Have you been terminated by your agency (or are you facing the threat of termination) because of your medical inability to perform the functions of your federal or postal job?
If so, you may be entitled to severance pay.
This article reviews OPM’s position on severance pay for federal employees who have been medically terminated. It also discusses the pros and cons of severance pay for FERS Disability Retirement (FDR) applicants.
But first, let’s review the definition and eligibility requirements for severance pay.
What Is Severance Pay?
Generally speaking, if you are a federal or postal worker who has been removed from federal service by involuntary separation (i.e., separation for reasons other than unacceptable performance, attendance, or conduct), you are entitled to the following: one week of severance pay for each of your first 10 years of creditable service, and two weeks of severance pay for each additional year of creditable service.
For example, if you have 16 years of creditable service at the time of your removal, you are entitled to (1 × 10) + (2 × 6) = 10 + 12 = 22 weeks of severance pay. Note: There is an additional “adjustment” to this computation for individuals over the age of 40 (to account for the difficulties and obstacles that “older” job seekers are likely to encounter).

**Extracted data:**
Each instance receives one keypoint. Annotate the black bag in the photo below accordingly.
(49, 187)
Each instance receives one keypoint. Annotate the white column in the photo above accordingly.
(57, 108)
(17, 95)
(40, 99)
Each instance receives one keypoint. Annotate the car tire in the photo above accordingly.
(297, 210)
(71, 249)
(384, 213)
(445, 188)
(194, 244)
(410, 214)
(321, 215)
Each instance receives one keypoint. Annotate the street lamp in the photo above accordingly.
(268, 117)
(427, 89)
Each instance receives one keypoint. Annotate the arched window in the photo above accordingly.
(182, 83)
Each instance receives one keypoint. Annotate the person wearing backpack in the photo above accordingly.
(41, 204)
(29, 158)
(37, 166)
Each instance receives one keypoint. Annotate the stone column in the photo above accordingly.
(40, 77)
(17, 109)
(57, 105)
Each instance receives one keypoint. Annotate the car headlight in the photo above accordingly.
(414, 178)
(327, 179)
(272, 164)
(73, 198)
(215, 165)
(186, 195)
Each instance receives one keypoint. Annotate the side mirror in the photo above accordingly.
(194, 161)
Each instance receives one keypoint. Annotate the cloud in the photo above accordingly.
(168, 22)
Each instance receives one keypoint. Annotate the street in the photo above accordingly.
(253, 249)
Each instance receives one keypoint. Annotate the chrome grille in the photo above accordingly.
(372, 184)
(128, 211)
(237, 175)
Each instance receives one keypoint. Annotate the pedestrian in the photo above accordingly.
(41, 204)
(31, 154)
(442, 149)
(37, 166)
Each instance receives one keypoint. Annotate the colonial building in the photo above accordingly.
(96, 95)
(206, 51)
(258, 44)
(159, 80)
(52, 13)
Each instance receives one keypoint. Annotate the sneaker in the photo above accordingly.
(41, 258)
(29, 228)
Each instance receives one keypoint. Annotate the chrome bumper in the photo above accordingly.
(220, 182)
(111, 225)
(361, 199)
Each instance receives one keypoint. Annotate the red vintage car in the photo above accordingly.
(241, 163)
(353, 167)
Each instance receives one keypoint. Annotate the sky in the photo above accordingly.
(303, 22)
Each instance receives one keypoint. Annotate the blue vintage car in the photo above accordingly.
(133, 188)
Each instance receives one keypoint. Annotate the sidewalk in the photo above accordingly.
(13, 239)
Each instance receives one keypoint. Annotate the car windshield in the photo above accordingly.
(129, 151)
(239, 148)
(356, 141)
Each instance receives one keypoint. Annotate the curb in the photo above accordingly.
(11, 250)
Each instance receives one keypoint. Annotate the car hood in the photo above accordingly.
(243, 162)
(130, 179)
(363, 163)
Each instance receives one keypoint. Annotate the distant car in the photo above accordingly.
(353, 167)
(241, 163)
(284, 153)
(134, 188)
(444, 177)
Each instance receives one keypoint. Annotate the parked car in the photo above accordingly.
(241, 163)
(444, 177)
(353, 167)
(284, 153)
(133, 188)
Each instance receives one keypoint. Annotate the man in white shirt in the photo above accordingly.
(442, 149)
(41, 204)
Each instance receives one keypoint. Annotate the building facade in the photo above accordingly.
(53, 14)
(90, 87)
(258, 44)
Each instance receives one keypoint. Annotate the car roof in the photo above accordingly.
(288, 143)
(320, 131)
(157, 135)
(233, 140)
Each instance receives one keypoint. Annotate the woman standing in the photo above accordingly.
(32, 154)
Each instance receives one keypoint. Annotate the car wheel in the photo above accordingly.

**Complete the following:**
a) In the severance pay article, rewrite the paragraph beginning "Generally speaking, if you are a federal or postal worker" as a short list that keeps its main facts.
b) According to the severance pay article, for which individuals is there an additional "adjustment" to the severance pay computation?
c) Transcribe the severance pay article starting at "If so, you may" and ending at "Retirement (FDR) applicants.".

**Answers to this exercise:**
a)
- Applies to federal or postal workers removed from federal service by involuntary separation.
- Involuntary separation means separation for reasons other than unacceptable performance, attendance, or conduct.
- Entitlement: one week of severance pay for each of the first 10 years of creditable service.
- Entitlement: two weeks of severance pay for each additional year of creditable service.

b) Individuals over the age of 40.

c)
If so, you may be entitled to severance pay.
This article reviews OPM’s position on severance pay for federal employees who have been medically terminated. It also discusses the pros and cons of severance pay for FERS Disability Retirement (FDR) applicants.